Starting at the line that contains "Check that every instance of the blue" and running through the end of the rows, write out those lines again, requests included. In the answers, multiply each x and y coordinate by 1.65 and round to a whole number, with halves rounded up.

(Labeled-object pointing entries)
-- START --
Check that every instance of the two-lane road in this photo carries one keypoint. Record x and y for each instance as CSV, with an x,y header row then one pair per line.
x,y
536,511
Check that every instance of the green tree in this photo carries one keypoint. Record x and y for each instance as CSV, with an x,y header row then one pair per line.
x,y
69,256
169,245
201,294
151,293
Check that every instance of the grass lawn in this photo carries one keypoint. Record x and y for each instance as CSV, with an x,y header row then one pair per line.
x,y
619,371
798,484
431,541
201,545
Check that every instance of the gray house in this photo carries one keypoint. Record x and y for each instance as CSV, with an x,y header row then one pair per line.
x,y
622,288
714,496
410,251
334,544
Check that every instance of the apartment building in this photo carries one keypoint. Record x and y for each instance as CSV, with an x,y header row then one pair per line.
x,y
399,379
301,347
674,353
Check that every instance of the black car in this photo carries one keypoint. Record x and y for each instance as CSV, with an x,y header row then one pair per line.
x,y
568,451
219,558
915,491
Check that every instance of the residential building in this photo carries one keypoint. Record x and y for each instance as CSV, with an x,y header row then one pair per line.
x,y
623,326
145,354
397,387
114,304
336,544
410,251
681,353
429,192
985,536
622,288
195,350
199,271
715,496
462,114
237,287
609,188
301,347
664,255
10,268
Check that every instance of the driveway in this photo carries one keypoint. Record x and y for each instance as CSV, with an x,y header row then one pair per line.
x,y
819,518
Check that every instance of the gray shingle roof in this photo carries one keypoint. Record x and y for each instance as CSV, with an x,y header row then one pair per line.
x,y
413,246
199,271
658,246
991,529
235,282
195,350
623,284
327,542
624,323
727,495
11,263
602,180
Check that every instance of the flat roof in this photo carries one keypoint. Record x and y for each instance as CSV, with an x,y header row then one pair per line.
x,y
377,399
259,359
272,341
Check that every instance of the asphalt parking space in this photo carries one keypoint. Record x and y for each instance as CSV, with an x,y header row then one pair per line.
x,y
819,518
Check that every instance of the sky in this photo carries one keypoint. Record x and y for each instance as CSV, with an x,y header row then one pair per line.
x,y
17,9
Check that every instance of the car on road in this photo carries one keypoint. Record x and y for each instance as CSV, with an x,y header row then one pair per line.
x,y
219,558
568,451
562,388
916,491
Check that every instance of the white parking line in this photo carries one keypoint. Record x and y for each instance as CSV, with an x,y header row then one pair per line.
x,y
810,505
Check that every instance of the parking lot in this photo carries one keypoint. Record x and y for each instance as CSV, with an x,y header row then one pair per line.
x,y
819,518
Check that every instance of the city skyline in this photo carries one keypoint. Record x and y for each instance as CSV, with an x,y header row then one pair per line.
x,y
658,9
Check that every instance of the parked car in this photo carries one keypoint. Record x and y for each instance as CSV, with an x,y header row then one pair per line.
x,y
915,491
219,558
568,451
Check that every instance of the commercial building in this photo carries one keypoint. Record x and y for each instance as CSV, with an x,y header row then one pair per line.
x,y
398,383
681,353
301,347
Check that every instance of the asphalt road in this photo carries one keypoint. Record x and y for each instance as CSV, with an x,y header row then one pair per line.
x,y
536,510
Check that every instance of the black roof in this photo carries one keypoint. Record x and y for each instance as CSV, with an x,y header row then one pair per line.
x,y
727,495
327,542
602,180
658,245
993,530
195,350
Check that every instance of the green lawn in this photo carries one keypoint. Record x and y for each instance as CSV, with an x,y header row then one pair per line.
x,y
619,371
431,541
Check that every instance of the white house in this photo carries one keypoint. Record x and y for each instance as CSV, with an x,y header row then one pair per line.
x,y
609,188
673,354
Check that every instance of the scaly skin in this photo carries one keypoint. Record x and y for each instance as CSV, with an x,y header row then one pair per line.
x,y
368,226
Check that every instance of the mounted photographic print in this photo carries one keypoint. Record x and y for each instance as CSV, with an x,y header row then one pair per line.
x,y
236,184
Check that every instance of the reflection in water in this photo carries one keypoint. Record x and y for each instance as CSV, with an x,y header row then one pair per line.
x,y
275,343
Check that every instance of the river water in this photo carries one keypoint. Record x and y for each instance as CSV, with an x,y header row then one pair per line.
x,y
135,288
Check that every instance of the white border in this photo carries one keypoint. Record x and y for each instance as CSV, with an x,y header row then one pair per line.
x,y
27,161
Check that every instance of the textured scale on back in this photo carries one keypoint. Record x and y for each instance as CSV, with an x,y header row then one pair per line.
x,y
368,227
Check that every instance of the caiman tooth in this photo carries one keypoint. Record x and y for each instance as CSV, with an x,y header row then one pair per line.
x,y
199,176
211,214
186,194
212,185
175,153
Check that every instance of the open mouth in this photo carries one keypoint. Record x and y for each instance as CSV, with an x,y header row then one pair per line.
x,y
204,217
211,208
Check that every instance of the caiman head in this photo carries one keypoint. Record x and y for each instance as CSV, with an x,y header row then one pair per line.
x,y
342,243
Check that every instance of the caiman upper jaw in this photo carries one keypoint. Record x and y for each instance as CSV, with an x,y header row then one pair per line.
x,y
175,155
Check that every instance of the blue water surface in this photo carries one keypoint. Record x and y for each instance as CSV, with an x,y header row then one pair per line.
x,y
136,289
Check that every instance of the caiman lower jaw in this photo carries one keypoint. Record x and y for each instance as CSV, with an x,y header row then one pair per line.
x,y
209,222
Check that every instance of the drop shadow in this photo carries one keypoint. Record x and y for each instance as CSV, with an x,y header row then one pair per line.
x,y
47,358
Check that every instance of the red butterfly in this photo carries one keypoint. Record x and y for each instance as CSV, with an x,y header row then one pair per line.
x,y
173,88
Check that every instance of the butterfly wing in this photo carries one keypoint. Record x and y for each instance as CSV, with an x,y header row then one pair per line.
-- END --
» **THE OUTPUT**:
Check that every instance of the blue water surface in this photo carries one keypoint. Record x and y for each instance as CSV, with an x,y header row then one pair per line.
x,y
224,477
Check that every instance of the caiman lower jaw in this photo carries one keypoint. Record x and y for each instance as CSV, with an x,y header row then one pair per line.
x,y
345,366
Check that every instance of the drop shadow in this photo carries one keypoint. Record x and y for each instance as CSV, with an x,y header row then one pair per line.
x,y
78,591
Check that every instance of the red butterfly in this photo carries one keypoint. Record x and y for each instance as CSV, with an x,y header row then one pair per line.
x,y
285,145
Check that every instance of the butterfly wing in this photo carries one keypoint. Record x and y for each instance as CSV, with an x,y header row then one pair per line.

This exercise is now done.